Task | Write the next part of the hydration pack advice thread, continuing after its final post.
— START Selected extract —
# hydration pack advice



## lgoldie10 (Jan 15, 2012)

im looking to buy a hydration pack but i need one that can hold a lunchbox of food, tools, a bottle of water and possible a jacket. i have a budget of up to 30-40 pound.

could anyone help?

thanks


----------



## TiGeo (Jul 31, 2008)

Look at the Osprey line of packs...very nice and feature-laden.


----------



## ltk1144 (Dec 16, 2011)

Yea Ospreys is good.


----------



## TiGeo (Jul 31, 2008)

The magnetic bite-value is no-joke, I LOVE IT. No more tube bouncing around. I have had Camelbak products for years and they are fine, but the Osprey just is much nicer IMHO. I have a smaller pack, the Viper 7; I rarely ride more than 2 hours and am always a short hike back to civilization.


----------



## tatt22d (Apr 25, 2012)

I'm having the same problem. I now use my old army bag which is a giant CamelBak "Mother Load", way to big for what I need. I need something slightly bigger than the Osprey's, carry small tool kit, first aid, extra tubes, pump, and snacks, also water bladder. Anybody have any suggestions?


----------



## mazspeed (Oct 17, 2004)

TiGeo said:


> Look at the Osprey line of packs...very nice and feature-laden.


+2 I have had camelbaks and a new Osprey pack. The Osprey feels better, and has way more options. Nothing against Camelbaks but the Osprey is a really top notch pack.


----------



## Nubster (May 15, 2009)

The Osprey options are probably pretty limited for only 40pounds. They are on the highend of the price range when it comes to hydration packs. That said, they are good quality and certainly worth the money. CamelBak is good stuff as well. Personally, I love my HydraPak though the one I got is a little small. When I can afford it, I'll get a larger pack, another HydraPak.
— END Selected extract —
— START Given material —
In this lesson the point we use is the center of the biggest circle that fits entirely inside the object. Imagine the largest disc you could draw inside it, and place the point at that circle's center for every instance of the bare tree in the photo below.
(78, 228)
— END Given material —
Output of the exercise |
----------



## ltk1144 (Dec 16, 2011)

tatt22d said:


> I'm having the same problem. I now use my old army bag which is a giant CamelBak "Mother Load", way to big for what I need. I need something slightly bigger than the Osprey's, carry small tool kit, first aid, extra tubes, pump, and snacks, also water bladder. Anybody have any suggestions?


Osprey can go as big as you need. Look at Syncro 15, Viper 13, and Raptor 14 or 18 depending on what you want. You could probably get by with just a 10 since I carry all that stuff in mine plus some extras like paracord, binoculars and a Ka-bar depending on the occasion....I would suggest a larger one though because I cant fit much along the lines of even the lightest spare clothing. One the stretch pocket on my Raptor 10 I can barely fit work gloves.

I have a thread forums.mtbr.com/apparel-protection/osprey-781813.html


----------



## Posterchild66 (May 24, 2012)

I have been quite content with my Camelbak Mule. I think it will hold what you need. Also depends a bit on how much water capacity you want. 

Maybe when it breaks I will step up to an Osprey.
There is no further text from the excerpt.